PROBLEM: Every line below is to be copied exactly, with the pictures left out.

'''

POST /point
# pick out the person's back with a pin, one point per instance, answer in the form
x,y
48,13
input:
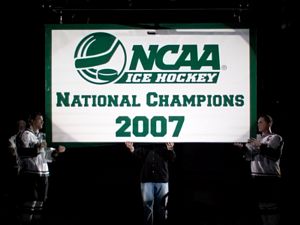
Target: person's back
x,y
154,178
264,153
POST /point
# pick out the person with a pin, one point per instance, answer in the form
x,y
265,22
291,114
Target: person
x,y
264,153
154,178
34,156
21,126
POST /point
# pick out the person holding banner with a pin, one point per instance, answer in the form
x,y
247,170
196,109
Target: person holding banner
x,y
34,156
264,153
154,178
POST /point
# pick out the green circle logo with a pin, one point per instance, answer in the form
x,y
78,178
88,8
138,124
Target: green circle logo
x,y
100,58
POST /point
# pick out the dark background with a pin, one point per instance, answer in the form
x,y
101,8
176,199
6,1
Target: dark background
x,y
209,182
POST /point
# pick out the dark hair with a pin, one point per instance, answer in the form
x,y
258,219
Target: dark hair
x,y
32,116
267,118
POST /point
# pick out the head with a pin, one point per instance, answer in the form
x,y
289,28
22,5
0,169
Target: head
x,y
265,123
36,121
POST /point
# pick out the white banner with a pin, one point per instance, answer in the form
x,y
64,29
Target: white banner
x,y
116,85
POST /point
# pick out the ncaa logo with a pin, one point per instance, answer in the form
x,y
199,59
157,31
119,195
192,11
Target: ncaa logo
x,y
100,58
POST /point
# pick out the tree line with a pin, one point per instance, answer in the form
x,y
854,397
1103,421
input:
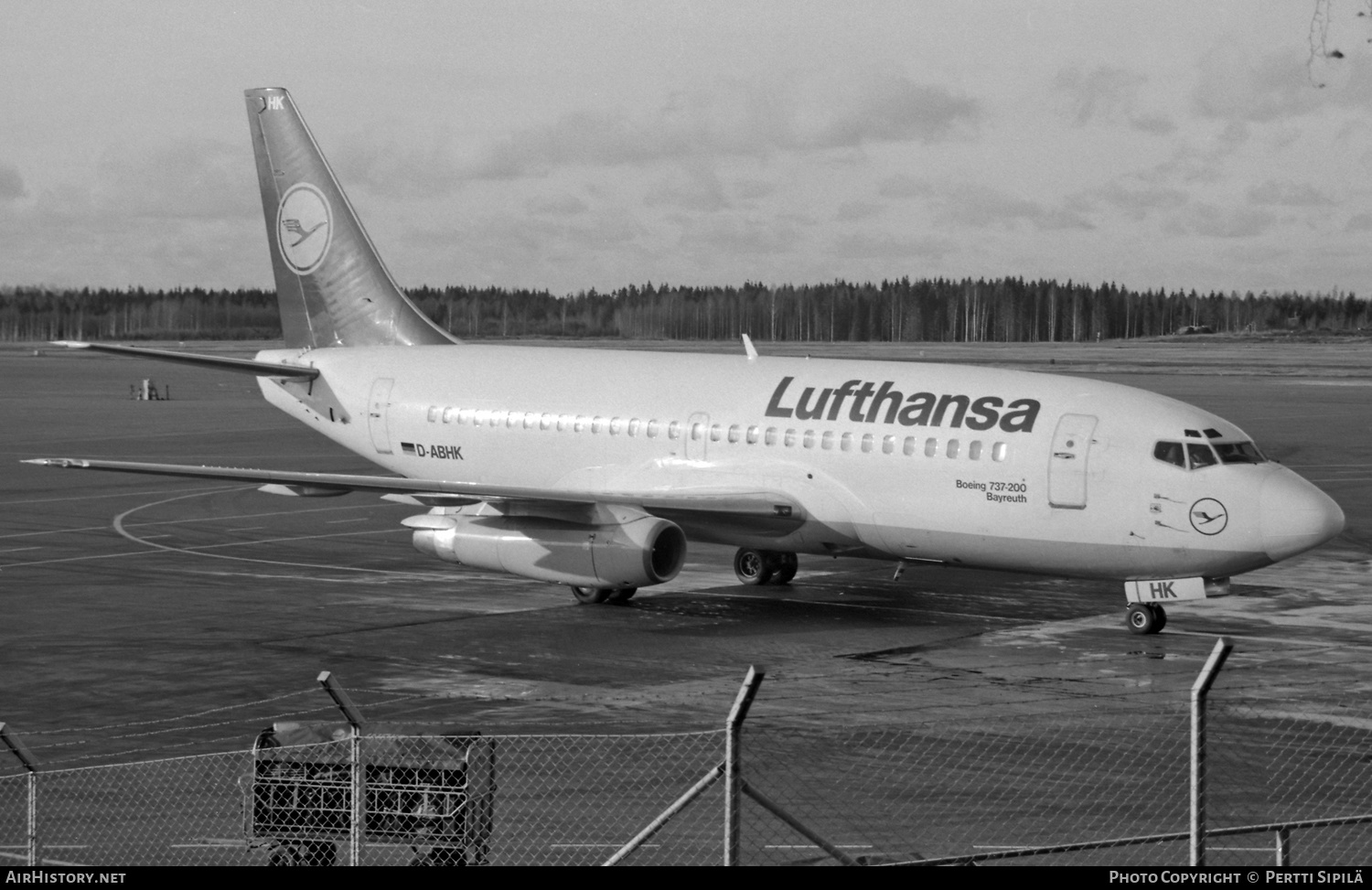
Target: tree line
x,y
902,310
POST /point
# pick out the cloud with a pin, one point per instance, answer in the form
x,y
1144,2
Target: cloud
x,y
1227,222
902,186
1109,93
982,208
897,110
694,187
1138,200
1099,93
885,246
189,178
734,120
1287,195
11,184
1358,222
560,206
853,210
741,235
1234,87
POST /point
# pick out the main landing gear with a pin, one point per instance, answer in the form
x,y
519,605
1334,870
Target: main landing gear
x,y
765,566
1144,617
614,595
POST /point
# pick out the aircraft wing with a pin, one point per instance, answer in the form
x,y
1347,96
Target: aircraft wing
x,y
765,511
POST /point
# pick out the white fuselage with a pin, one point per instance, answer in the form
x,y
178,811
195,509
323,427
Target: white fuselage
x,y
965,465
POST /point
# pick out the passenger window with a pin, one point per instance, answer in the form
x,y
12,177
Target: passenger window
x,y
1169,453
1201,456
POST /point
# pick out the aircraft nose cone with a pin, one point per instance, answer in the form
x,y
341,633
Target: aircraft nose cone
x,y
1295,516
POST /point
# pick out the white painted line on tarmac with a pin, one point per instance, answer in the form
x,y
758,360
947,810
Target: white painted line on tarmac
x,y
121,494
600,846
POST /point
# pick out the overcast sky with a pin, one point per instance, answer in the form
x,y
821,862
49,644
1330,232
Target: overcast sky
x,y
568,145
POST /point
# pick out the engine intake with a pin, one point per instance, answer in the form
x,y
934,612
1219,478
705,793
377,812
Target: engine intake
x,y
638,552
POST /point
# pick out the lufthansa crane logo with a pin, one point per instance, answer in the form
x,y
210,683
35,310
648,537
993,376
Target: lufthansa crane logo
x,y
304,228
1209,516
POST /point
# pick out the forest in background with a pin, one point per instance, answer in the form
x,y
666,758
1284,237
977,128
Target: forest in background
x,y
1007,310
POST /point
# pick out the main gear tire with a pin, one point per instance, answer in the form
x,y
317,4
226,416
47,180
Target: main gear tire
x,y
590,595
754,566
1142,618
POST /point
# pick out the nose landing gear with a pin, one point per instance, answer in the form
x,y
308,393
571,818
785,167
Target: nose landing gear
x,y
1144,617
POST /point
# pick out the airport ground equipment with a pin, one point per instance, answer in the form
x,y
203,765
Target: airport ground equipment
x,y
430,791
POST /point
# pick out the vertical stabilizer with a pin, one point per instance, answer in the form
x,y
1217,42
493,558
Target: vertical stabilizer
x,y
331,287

'''

YOUR SOLUTION:
POST /point
# pick out the person's back with a pin, one point per instance, answer in the form
x,y
48,13
input:
Target: person's back
x,y
154,178
264,153
POST /point
# pick out the person with a pin, one point per instance, answer in the form
x,y
265,22
291,114
Target: person
x,y
264,153
154,178
34,156
21,126
POST /point
# pick out the person holding banner with a pin, one point per instance, answer in the form
x,y
247,170
196,109
Target: person holding banner
x,y
34,156
264,153
154,178
POST /point
# pick out the green circle logo with a pin, one point per instance, answer in the form
x,y
78,178
88,8
138,124
Target: green circle logo
x,y
100,58
POST /point
# pick out the dark background with a pin, one point per instance, answer in the form
x,y
101,8
176,199
6,1
Target: dark background
x,y
209,182
POST /point
# pick out the dark hair with a pin, one point per instance, answer in the form
x,y
258,219
Target: dark hair
x,y
32,116
267,118
POST /point
# pick out the head with a pin, one point per instance, answer in the form
x,y
289,28
22,5
0,169
Target: head
x,y
265,123
36,121
POST /point
# pick out the white banner with a pin, one point per instance, answer in the form
x,y
64,29
Target: white banner
x,y
116,85
POST /point
# pick out the ncaa logo with a pin, one point per instance, answer in the form
x,y
199,59
157,31
119,195
192,11
Target: ncaa logo
x,y
100,58
POST /point
# pick out the tree line with a pin, one point per instance, answer in the form
x,y
854,397
1103,421
input:
Target: tree line
x,y
902,310
POST /point
# pick out the cloud with a pin, one point per instance, answer in the form
x,y
1144,2
Target: cloud
x,y
1227,222
902,186
1109,93
982,208
897,110
694,187
1138,200
1099,93
885,246
189,178
734,120
1287,195
11,184
1358,222
560,206
853,210
741,235
1234,87
POST /point
# pick out the main landing gear with a pin, one point per instance, answer in the form
x,y
519,605
1334,870
Target: main landing gear
x,y
765,566
1144,617
614,595
POST /point
# pick out the aircraft wing with a pin, one point per instance, answer in the form
x,y
1347,96
Target: aircraft wing
x,y
765,511
POST /point
# pick out the white fuselage with a pin, one point per instance, answer in the form
x,y
178,811
195,509
323,427
Target: white fuselage
x,y
965,465
POST /point
# pick out the passenger window with a pin, one point per instance, answer in the form
x,y
12,177
Target: passenger window
x,y
1169,453
1201,456
POST /point
# pick out the aircraft nose cone with a pin, one point per instance, answer in the form
x,y
341,633
Target: aircraft nose cone
x,y
1295,516
POST /point
# pick out the white painted line on tarmac with a pin, one point per instance, answer in the form
x,y
758,360
947,810
Target: white painted line on tarmac
x,y
121,494
600,846
POST /point
# pick out the overcast sky with a pin, one point per instance, answer in the form
x,y
821,862
49,644
1330,232
Target: overcast sky
x,y
568,145
POST /point
# pick out the engine intake with a pin, one point per instance, answer in the form
x,y
934,612
1219,478
705,793
377,812
Target: engine intake
x,y
638,552
POST /point
# pick out the lufthansa crane logo with a pin, one point per instance, answer in the form
x,y
210,683
35,310
648,537
993,376
Target: lufthansa crane logo
x,y
304,228
1209,516
POST /point
# pick out the forest in background with a pin, one point per instance, answer in the form
x,y
666,758
1284,237
977,128
Target: forest in background
x,y
1007,310
POST /point
# pick out the main gear tire with a pin, one point per instance, answer in the form
x,y
317,4
226,416
47,180
Target: main gear tire
x,y
590,595
754,566
1142,618
POST /point
# pick out the nose landing gear with a pin, one point per instance, answer in the form
x,y
308,393
571,818
785,167
Target: nose landing gear
x,y
1144,617
POST /point
# pick out the airport ground equipment with a pin, one point per instance, answer in the form
x,y
203,765
Target: airport ground equipment
x,y
430,791
POST /point
# pick out the vertical stabilizer with a pin, one point per instance, answer in the form
x,y
1217,42
493,558
Target: vertical stabilizer
x,y
331,287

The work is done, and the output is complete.